» SOURCE EXTRACT:
+ + +

Inference

David L Miller

What do we want to know?

  • Don't just fit models for the sake of it!
  • What are our questions?
    • Relationship to covariates
    • Abundance
    • Distribution
    • Response to disturbance
    • Temporal changes
    • Other stuff?

Prediction

What is a prediction?

  • Evaluate the model, at a particular covariate combination
  • Answering (e.g.) the question “at a given depth, how many dolphins?”
  • Steps:
    1. evaluate the \( s(\ldots) \) terms
    2. move to the response scale (exponentiate? Do nothing?)
    3. (multiply any offset etc)

Example of prediction

  • in maths:
    • Model: \( \text{count}_i = A_i \exp \left( \beta_0 + s(x_i, y_i) + s(\text{Depth}_i)\right) \)
    • Drop in the values of \( x, y, \text{Depth} \) (and \( A \))
  • in R:
    • build a data.frame with \( x, y, \text{Depth}, A \)
    • use predict()
preds <- predict(my_model, newdat=my_data, type="response")

(se.fit=TRUE gives a standard error for each prediction)

Back to the dolphins...

Where are the dolphins?

dolphin_preds <- predict(dolphins_depth, newdata=preddata,
                         type="response")

plot of chunk unnamed-chunk-4

(ggplot2 code included in the slide source)

Prediction summary

  • Evaluate the fitted model at a given point
  • Can evaluate many at once (data.frame)
  • Don't forget the type=... argument!
  • Obtain per-prediction standard error with se.fit

Without uncertainty, we're not doing statistics


Where does uncertainty come from?

  • \( \boldsymbol{\beta} \): uncertainty in the spline parameters
  • \( \boldsymbol{\lambda} \): uncertainty in the smoothing parameter

  • (Traditionally we've only addressed the former)

+ + +

» RECORDS SHOWN:

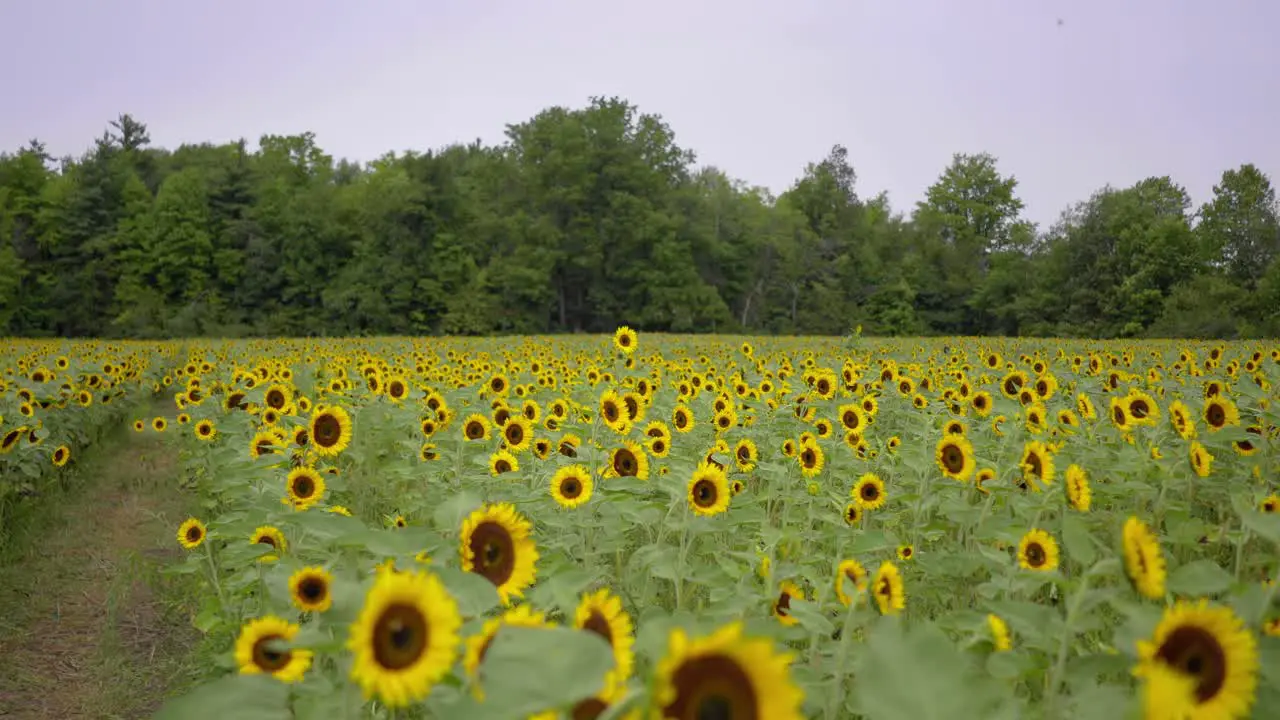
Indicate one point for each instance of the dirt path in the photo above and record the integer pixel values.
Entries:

+ + +

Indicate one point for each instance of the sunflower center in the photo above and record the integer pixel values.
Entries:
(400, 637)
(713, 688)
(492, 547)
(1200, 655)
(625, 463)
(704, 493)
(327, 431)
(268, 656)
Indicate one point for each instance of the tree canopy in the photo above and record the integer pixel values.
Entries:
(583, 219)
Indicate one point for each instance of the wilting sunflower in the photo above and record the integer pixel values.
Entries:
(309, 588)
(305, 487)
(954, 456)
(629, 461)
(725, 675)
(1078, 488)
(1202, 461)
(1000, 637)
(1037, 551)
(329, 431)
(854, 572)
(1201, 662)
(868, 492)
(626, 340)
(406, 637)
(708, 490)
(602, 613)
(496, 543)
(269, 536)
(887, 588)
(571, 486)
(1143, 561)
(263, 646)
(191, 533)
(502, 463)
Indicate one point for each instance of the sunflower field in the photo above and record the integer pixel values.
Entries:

+ + +

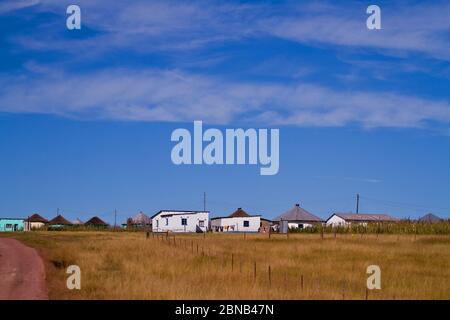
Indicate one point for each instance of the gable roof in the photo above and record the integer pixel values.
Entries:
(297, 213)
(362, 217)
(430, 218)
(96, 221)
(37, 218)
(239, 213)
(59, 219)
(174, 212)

+ + +

» TASK INSTRUCTIONS: Write the next part of the inference slides, picking up after their last line. The material has no connection to the inference slides.

» WRITTEN RESPONSE:
  • (New tools let us address the latter…)

Parameter uncertainty

From theory:

\[ \boldsymbol{\beta} \sim N(\hat{\boldsymbol{\beta}}, \mathbf{V}_\boldsymbol{\beta}) \]

(caveat: the normality is only approximate for non-normal response)

What does this mean? Variance for each parameter.

In mgcv: vcov(model) returns \( \mathbf{V}_\boldsymbol{\beta} \).

What can we do this this?

  • confidence intervals in plot
  • standard errors using se.fit
  • derived quantities? (see bibliography)

The lpmatrix, magic, etc

For regular predictions:

\[ \hat{\boldsymbol{\eta}}_p = L_p \hat{\boldsymbol{\beta}} \]

form \( L_p \) using the prediction data, evaluating basis functions as we go.

(Need to apply the link function to \( \hat{\boldsymbol{\eta}}_p \))

But the \( L_p \) fun doesn't stop there…

[[mathematics intensifies]]

Variance and lpmatrix

To get variance on the scale of the linear predictor:

\[ V_{\hat{\boldsymbol{\eta}}} = L_p^\text{T} V_\hat{\boldsymbol{\beta}} L_p \]

pre-/post-multiplication shifts the variance matrix from parameter space to linear predictor-space.

(Can then pre-/post-multiply by derivatives of the link to put variance on response scale)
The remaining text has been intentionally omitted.